### Excerpt provided
[lia64-kernel] Re: clone and clone2

Tue Jun 20 13:56:00 GMT 2000

On Tue, Jun 20, 2000 at 01:43:14PM -0700, David Mosberger wrote:
> >>>>> On Tue, 20 Jun 2000 11:08:14 -0700, "H . J . Lu" <hjl@valinux.com> said:
> 
>   HJ> The current ia64 linuxthreads implementation in my ia64 glibc
>   HJ> uses clone2 instead of clone. What do we want to do with it? I'd
>   HJ> like to see a uniform clone interface for linuxthreads across
>   HJ> all cpus.
> 
> Me too.
> 
>   HJ> Any suggestions?
> 
> Here are two possiblities:
> 
> ---------------------
> (1) Obsolete the existing clone and replace it with a version that has
> the following interface:
> 
> 	int clone (unsigned long flags, unsigned long sp1, unsigned long sp2);
> 
> This is like the old clone, except for the addition of a second stack
> pointer.  On IA-64, this second stack pointer would be used to
> indicate the initial value for the register backing store.

### Records shown
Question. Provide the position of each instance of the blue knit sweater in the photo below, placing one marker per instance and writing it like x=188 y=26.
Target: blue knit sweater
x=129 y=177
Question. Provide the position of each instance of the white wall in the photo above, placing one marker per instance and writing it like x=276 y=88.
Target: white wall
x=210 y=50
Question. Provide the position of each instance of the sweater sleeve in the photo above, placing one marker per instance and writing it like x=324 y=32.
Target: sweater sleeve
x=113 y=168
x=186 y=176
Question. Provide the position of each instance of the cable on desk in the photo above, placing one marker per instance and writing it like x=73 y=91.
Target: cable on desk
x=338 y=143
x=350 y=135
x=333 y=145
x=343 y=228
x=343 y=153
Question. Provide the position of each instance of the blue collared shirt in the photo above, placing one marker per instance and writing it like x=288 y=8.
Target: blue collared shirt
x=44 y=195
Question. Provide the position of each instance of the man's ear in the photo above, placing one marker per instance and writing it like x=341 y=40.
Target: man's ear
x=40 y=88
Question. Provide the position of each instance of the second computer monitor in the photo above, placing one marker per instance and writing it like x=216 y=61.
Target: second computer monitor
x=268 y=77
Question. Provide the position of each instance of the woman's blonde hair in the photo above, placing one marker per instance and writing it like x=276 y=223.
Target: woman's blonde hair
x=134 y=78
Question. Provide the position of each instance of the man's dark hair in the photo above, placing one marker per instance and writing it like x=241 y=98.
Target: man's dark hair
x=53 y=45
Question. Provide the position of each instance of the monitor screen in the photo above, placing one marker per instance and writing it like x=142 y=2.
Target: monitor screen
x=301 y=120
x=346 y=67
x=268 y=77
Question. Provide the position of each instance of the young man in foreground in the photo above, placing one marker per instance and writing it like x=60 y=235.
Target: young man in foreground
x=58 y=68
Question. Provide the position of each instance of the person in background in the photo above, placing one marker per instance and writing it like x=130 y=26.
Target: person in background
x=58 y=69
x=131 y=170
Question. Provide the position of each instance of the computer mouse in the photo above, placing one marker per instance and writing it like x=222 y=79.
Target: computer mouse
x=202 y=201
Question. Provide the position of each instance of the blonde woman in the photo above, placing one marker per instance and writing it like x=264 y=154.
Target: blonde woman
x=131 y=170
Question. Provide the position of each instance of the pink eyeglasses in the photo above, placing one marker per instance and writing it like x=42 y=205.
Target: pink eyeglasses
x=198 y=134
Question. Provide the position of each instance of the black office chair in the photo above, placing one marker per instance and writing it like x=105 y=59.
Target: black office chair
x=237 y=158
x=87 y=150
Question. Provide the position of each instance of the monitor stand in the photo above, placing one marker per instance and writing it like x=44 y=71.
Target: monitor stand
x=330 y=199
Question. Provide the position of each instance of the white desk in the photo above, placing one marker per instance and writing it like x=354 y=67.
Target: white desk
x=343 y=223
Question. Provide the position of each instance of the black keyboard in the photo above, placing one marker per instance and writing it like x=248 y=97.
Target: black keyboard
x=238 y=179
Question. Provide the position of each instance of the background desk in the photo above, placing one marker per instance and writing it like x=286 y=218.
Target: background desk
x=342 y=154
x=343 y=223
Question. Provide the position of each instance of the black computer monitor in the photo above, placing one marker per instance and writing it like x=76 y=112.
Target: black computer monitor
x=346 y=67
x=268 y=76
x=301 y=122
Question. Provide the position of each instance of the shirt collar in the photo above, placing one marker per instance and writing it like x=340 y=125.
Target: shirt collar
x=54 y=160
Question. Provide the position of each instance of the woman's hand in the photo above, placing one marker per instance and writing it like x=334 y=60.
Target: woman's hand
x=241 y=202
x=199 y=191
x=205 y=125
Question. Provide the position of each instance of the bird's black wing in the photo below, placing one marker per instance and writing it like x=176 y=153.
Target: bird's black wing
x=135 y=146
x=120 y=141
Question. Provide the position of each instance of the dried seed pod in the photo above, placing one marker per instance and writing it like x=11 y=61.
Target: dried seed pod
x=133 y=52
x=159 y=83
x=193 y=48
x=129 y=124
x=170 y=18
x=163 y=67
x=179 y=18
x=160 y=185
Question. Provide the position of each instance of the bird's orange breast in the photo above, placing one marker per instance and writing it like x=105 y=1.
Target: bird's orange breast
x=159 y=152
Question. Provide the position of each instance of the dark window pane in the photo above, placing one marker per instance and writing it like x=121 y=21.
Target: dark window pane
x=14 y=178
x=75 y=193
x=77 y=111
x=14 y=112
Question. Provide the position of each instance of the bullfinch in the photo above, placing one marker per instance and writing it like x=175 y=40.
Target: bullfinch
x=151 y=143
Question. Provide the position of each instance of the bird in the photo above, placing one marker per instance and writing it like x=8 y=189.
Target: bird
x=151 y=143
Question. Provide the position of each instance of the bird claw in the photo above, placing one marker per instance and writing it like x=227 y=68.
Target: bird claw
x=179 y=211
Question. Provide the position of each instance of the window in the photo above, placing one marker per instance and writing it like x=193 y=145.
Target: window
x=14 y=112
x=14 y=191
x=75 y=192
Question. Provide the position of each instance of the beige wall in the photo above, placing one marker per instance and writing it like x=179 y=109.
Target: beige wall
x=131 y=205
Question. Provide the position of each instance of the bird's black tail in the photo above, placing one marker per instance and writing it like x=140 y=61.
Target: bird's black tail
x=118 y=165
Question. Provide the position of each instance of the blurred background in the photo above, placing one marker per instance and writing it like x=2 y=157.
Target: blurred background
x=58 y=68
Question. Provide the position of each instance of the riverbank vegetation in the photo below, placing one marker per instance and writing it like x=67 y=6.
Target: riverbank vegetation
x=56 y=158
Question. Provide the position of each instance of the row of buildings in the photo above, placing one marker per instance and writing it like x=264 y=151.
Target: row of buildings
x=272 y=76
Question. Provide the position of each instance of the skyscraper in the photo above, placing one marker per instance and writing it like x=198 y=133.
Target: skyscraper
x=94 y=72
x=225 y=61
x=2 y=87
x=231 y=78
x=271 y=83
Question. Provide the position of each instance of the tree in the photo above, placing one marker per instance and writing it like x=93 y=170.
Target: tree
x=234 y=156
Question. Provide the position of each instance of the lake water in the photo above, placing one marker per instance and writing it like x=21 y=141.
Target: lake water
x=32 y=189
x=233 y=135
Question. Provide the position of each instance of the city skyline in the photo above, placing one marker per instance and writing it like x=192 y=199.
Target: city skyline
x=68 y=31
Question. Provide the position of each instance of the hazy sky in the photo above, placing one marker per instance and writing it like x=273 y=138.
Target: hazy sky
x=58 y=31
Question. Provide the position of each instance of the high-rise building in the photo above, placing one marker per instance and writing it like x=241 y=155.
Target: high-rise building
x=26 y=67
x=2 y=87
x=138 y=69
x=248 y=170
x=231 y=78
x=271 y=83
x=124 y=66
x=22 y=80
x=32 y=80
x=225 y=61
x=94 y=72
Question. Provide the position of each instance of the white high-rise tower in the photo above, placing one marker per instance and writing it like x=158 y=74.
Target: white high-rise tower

### Required tasks
[1] In the clone and clone2 thread, why does the interface proposed in option (1) take a second stack pointer? Answer in one to three sentences.
[2] Answer these questions on the clone and clone2 thread:
(a) Which call does the ia64 linuxthreads implementation in H. J. Lu's glibc use in place of clone?
(b) How many possibilities does the reply put forward?
(c) Under option (1), what would happen to the existing clone?
[3] Write the next part of the clone and clone2 thread, starting right after its last sentence.
The lines have no role in any of this.

### Written responses
[1] The proposed clone matches the old one except for an added second stack pointer. On IA-64, that second pointer would supply the initial value for the register backing store.

[2]
(a) clone2
(b) Two
(c) It would be made obsolete and replaced by a version with the interface int clone (unsigned long flags, unsigned long sp1, unsigned long sp2);

[3]
> 
> ---------------------
> (2) Obsolete the existing clone and replace it with a version that has
> the following interface:
> 
> 	int clone (unsigned long flags,
> 		   unsigned long stack_base, unsigned long stack_size);
> 
> This is like the old clone, except for the addition of the
> "stack_size" argument.  Unlike in the old clone, "stack_base" always
> points to the lowest virtual address of that has been reserved for
> stack use.  The stack_size argument specifies the size of the virtual
> memory region reserved for the stack.
> 
> Both stack_base and stack_size can be 0:
> 
>  - If stack_base is zero, clone() will arrange for the child to use
>    the same stack pointer(s) as the parent.  This is meaningful only
>    if CLONE_VM is not specified.
> 
>  - If stack_size is zero, no memory has been reserved a priori for
>    stack use, i.e., the stack region is grown dynamically as needed.
>    Depending on architecture, the stack may grow towards lower virtual
>    addresses (e.g., x86), higher virtual addresses (e.g., PA-RISC), or
>    in both directions (e.g., IA-64).
> ---------------------
> 
> Unfortunately, both (1) and (2) have their problems.  (1) looks
> obviously IA-64 specific.  sp2 makes no sense on most existing
> architectures and why should there be two stack pointers?  Perhaps
> someone will come up with an architecture that requires three or no
> stack pointers at all and then we'd need to go back to the drawing
> board again.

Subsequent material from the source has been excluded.